EXCERPT:
□ □ □
Forbes reports that about 71% of Americans are afraid of self-driving cars and only 19% of people said they would be comfortable using them to transport children and loved ones.

Despite many people’s mistrust of the vehicles, a new study from NCCI confirmed what many already knew: Self-driving cars will reduce fatalities and severe injuries. And they’re expected to have a huge effect on workers’ compensation claims.

By the Numbers

  • Motor vehicle accidents account for 40% of workers’ compensation fatalities, and car accident claims cost between 80% to 100% more than the average claim due to the frequency of severe injuries.
  • Driving-related injuries account for 25% of all workers’ compensation claims and 50% of workers’ compensation premiums.
  • Cars with autonomous systems, such as forward collision warning systems and auto-braking, could reduce front-to-rear crashes by 56%. Fully autonomous vehicles are expected to reduce that number even further.
  • A 25% to 75% reduction in motor vehicle accident claims in workers’ compensation could lead to an annual savings between $1 and $4 billion.

Some Specifics

The study reports that autonomous vehicles will not only make workers safer, they will also make them more productive. On-the-job drivers, such as traveling sales people, would be freed up to do more productive tasks like following up with clients, for example.

While self-driving cars could make workers more productive, some worry that these vehicles will lead to higher unemployment numbers as trucking, taxis and other industries reliant on drivers phase out traditional vehicles for their autonomous counterparts. As many as five million jobs could be lost, according to CNN.

“All new technologies will displace jobs. The question is what happens to those people?” Alexa Delbosc, a civil engineering professor at Monash University in Australia told CNN.

Additionally, NCCI reports that self-driving cars could lead to people being less aware when they’re behind the wheel. This inattention could prove to be a huge risk if the car’s automated system fails.
□ □ □
WHAT TO PRODUCE:
According to the excerpt on self-driving cars, what share of workers' compensation premiums do driving-related injuries account for?

INFORMATION SUPPLIED:
□ □ □
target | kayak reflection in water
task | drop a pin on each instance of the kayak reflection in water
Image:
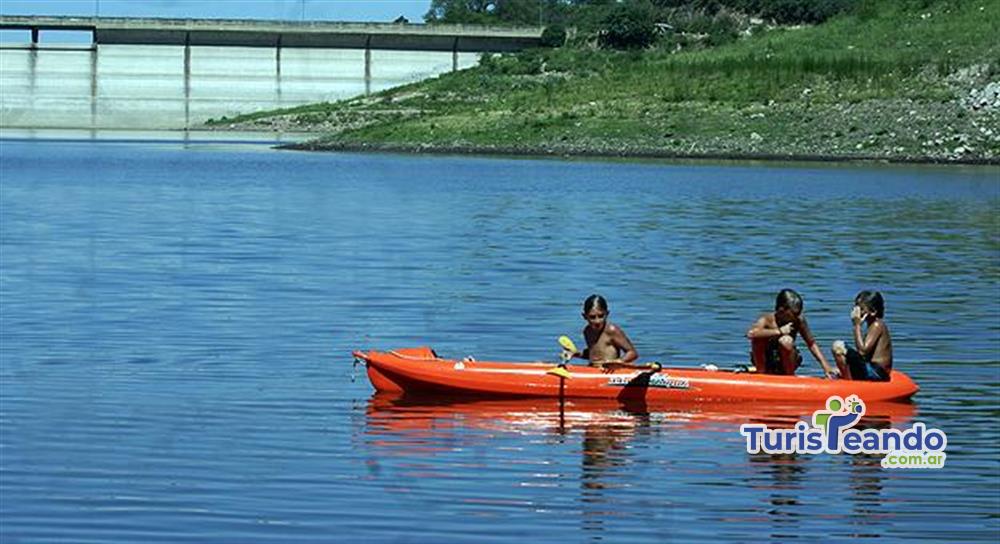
□ □ □
EXERCISE RESPONSE:
50% of workers' compensation premiums.